╭──

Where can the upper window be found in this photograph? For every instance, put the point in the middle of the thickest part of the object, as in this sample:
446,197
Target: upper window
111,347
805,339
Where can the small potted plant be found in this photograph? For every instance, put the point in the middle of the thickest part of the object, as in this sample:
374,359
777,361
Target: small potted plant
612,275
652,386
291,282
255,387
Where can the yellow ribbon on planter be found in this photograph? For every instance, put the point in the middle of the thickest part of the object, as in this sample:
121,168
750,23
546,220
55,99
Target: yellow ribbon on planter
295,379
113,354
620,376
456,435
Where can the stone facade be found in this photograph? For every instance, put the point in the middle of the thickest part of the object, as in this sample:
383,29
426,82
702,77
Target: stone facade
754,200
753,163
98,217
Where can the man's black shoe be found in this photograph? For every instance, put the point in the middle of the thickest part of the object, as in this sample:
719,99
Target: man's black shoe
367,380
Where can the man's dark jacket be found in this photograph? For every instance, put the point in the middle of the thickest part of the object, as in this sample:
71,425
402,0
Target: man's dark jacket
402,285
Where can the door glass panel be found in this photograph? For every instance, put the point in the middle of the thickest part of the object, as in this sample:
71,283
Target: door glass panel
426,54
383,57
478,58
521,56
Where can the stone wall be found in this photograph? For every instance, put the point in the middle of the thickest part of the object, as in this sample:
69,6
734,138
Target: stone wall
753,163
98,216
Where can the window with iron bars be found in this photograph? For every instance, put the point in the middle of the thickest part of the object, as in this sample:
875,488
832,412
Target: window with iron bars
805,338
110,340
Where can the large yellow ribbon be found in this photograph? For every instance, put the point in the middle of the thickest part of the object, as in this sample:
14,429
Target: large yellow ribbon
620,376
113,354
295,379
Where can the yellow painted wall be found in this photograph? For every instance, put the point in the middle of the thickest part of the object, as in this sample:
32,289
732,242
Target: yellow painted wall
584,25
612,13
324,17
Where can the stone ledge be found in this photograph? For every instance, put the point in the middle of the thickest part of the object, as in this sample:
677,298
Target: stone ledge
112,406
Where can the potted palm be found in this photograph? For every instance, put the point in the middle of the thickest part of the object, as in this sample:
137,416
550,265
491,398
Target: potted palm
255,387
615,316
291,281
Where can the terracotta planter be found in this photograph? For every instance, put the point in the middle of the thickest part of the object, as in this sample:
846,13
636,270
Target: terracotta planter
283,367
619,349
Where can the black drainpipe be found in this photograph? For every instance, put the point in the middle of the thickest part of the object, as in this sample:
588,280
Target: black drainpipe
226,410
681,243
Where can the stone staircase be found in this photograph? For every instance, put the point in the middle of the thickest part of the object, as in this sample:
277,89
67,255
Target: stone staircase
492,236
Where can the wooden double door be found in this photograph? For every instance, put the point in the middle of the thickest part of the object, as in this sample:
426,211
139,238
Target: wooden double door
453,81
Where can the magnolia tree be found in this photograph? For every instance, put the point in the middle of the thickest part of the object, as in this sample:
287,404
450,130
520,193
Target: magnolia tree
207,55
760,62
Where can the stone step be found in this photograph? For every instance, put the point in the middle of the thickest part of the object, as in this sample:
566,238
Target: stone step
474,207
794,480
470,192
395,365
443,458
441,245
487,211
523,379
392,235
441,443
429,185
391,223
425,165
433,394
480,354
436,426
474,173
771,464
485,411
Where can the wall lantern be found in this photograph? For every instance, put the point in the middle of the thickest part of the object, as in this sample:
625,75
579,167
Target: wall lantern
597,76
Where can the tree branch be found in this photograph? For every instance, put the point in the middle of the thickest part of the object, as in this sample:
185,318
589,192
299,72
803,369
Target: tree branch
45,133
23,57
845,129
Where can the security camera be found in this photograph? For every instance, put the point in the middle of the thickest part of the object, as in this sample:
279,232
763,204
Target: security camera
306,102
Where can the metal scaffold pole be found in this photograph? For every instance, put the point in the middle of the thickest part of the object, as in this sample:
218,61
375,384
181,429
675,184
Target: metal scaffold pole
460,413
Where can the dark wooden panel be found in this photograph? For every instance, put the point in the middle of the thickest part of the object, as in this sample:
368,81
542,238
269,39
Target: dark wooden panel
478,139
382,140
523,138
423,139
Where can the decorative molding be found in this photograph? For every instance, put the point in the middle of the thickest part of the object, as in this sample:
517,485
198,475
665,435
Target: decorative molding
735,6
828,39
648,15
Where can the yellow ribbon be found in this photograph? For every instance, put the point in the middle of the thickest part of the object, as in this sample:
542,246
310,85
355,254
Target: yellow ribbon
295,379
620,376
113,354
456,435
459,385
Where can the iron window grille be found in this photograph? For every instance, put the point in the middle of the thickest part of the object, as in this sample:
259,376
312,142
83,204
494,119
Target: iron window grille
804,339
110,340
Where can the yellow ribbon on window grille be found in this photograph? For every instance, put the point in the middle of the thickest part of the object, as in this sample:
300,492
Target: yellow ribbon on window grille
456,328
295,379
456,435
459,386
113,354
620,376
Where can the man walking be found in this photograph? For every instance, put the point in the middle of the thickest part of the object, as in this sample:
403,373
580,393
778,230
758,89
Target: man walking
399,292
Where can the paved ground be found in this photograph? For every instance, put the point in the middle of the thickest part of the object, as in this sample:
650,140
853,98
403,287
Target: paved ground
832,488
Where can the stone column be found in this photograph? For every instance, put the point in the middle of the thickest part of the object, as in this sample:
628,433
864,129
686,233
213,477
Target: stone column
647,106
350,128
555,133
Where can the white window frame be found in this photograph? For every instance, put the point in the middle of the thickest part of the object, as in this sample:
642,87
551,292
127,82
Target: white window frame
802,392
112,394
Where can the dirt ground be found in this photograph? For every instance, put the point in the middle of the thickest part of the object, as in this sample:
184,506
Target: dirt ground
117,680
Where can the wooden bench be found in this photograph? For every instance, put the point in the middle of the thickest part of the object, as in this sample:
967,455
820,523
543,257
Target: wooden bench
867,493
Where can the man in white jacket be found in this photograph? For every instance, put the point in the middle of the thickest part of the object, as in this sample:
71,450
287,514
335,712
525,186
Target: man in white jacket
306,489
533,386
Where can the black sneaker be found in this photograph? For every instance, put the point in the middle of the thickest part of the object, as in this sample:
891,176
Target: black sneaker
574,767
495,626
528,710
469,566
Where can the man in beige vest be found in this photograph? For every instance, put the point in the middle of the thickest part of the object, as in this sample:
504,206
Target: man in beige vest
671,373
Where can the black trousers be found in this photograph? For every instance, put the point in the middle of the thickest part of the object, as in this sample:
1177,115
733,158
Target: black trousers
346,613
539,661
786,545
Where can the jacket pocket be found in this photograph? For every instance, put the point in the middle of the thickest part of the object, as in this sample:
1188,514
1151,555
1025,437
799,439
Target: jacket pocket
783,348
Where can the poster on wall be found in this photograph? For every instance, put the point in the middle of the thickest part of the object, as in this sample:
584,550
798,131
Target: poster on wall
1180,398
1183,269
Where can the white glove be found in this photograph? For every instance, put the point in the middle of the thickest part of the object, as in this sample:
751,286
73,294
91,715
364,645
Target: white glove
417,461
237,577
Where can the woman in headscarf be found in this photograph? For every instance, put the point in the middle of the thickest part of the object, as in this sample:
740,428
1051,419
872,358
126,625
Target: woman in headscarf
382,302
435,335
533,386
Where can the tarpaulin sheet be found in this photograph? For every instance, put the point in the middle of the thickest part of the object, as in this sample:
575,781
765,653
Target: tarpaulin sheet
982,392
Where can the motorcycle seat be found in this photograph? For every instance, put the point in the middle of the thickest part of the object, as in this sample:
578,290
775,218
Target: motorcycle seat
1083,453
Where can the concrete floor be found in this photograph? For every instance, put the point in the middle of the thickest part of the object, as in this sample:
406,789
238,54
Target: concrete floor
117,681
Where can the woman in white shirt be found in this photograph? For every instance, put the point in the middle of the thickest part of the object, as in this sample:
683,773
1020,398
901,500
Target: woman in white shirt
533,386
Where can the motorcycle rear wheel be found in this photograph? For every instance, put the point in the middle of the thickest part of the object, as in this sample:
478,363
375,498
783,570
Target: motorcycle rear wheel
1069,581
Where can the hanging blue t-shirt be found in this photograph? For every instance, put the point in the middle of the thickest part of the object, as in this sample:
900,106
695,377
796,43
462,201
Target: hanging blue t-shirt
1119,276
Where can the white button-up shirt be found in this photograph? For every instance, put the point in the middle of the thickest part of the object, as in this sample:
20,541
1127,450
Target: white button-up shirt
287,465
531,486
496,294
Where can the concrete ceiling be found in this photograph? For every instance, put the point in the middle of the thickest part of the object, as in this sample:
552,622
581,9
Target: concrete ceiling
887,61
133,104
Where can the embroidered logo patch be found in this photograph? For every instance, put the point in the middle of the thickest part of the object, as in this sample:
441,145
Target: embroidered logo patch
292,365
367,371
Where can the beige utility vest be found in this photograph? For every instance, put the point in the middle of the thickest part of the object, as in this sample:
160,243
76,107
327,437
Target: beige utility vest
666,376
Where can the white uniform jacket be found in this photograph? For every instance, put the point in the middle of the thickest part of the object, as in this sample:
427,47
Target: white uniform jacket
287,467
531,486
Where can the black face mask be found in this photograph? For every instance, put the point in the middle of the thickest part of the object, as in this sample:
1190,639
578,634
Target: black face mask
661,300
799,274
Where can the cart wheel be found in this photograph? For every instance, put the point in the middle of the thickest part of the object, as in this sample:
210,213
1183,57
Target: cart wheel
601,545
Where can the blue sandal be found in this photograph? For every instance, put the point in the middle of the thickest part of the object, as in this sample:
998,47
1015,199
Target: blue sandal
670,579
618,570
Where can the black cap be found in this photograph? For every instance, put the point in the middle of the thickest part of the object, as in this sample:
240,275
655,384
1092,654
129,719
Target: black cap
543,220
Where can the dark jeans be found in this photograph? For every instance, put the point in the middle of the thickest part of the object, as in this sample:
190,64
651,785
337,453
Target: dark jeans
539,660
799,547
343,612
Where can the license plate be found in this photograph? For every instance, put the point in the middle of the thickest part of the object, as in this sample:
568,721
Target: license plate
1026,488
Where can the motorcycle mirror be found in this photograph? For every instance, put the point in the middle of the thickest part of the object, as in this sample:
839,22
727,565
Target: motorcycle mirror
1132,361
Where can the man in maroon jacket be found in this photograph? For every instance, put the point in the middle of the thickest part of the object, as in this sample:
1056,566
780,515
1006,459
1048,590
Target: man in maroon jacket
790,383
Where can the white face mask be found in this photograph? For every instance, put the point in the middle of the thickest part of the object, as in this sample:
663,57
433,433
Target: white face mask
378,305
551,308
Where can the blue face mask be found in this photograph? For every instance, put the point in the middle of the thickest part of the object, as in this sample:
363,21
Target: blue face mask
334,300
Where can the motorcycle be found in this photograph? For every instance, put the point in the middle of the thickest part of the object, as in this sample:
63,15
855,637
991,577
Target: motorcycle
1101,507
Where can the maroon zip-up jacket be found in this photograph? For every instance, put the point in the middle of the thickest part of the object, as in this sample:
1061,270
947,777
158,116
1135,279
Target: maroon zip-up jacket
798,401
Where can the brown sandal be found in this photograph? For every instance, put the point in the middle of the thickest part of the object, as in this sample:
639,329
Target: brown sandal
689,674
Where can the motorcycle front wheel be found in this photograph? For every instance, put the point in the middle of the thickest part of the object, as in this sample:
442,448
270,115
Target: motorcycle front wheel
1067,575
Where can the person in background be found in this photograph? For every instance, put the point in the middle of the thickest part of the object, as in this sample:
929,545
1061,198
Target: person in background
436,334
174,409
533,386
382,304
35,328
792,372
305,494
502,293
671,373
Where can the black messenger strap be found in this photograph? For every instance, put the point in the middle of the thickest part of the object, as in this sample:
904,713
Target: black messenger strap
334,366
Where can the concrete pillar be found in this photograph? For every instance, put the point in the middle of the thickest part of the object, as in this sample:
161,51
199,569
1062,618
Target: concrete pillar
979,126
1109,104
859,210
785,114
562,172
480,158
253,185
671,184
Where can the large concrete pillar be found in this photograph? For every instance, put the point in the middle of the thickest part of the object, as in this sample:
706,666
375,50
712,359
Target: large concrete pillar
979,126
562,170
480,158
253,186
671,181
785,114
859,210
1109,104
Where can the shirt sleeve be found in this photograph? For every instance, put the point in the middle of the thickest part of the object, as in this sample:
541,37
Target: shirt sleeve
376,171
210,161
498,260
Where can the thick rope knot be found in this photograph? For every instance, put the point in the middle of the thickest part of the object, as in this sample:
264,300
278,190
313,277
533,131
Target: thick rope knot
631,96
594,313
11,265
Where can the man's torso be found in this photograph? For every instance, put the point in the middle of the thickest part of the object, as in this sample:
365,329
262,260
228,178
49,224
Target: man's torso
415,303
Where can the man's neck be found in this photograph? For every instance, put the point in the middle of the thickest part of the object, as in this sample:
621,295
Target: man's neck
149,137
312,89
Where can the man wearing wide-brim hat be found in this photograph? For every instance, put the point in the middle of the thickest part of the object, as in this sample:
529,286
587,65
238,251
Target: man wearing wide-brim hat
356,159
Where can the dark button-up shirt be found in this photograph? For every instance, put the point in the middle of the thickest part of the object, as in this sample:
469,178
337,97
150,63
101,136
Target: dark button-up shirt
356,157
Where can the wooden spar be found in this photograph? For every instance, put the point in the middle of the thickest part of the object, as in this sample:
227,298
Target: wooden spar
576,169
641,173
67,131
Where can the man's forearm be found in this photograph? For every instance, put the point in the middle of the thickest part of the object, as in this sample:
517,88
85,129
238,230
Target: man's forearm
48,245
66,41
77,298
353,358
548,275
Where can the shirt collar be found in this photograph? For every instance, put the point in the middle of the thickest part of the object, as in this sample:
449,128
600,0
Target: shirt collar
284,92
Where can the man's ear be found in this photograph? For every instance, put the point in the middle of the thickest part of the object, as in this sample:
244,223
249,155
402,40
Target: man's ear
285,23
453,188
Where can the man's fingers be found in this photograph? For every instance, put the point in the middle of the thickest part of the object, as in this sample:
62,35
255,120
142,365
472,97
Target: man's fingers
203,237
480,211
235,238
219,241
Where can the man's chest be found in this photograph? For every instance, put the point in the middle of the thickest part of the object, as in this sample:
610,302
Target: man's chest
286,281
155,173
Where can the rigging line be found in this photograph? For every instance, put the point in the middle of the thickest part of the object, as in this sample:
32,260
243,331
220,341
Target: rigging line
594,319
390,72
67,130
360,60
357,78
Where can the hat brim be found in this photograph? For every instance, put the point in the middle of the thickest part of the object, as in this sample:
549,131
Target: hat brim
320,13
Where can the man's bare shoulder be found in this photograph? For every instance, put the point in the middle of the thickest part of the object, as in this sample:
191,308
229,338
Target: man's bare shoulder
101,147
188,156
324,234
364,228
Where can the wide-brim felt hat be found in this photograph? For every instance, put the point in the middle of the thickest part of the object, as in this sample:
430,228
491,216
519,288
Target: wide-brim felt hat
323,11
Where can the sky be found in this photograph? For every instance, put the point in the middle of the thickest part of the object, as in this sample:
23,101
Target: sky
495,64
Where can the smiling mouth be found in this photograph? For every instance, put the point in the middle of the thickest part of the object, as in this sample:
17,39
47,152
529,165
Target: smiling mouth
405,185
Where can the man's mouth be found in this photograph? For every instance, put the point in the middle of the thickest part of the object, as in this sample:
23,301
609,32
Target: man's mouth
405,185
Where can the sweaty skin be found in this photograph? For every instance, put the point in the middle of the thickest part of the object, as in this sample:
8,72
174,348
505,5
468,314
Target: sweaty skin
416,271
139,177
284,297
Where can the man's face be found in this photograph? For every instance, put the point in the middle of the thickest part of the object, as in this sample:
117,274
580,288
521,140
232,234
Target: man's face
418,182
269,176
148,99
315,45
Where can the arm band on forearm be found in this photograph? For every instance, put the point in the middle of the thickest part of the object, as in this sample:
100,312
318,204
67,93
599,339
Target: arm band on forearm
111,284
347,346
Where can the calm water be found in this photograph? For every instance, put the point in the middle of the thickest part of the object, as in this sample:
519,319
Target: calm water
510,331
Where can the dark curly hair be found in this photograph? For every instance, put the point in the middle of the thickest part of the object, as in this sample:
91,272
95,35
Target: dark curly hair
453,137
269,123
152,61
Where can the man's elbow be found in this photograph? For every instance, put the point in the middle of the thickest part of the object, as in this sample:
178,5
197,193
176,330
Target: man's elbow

╰──

◆ Description of the task: Everything from the line that contains "Where can the wide-brim" through the end of the records must be duplicated exactly, and nothing outside that range.

◆ Solution to this exercise:
Where can the wide-brim felt hat be found in this photograph? For every instance, put the point in the middle of the thickest part of the object, as in this sample:
430,228
491,216
519,288
Target: wide-brim felt hat
323,11
Where can the sky be found in this photograph? For every instance, put the point in the middle of the thickest part of the object, as in this sample:
23,101
Target: sky
495,64
Where can the smiling mouth be found in this photograph? For every instance, put the point in the middle of the thickest part of the object, as in this sample:
17,39
47,152
529,165
Target: smiling mouth
405,185
Where can the man's mouth be found in this photograph? For every instance, put the point in the middle of the thickest part of the object, as in this sample:
23,301
609,32
Target: man's mouth
405,185
Where can the sweaty skin be found in this photograph? For every instance, put the point in the middle of the thickest part of the object, as in this sample:
8,72
174,348
505,5
468,314
Target: sweaty skin
416,271
139,177
284,297
Where can the man's face be found in this photograph? For every instance, put the point in the middle of the thickest part of the object, as in this sample:
117,274
580,288
521,140
232,234
Target: man's face
418,182
269,176
148,99
315,45
Where can the arm band on forearm be found in this photograph? For every instance, put the point in the middle of the thickest part of the object, as in this sample:
100,312
318,204
67,93
599,339
Target: arm band on forearm
111,284
347,346
Where can the calm water be found in this photograph? For every instance, put the point in the middle of the thickest part of the object, as in this sample:
519,319
Target: calm water
510,331
Where can the dark curly hair be found in this photograph? For every instance, put the point in the middle of the thickest part of the object, as in this sample:
91,272
95,35
Target: dark curly hair
453,137
269,123
152,61
Where can the man's elbow be found in this photograph? For every instance, put the point in the middle of the thickest part of the object, as in this sample:
178,5
197,193
176,330
Target: man's elbow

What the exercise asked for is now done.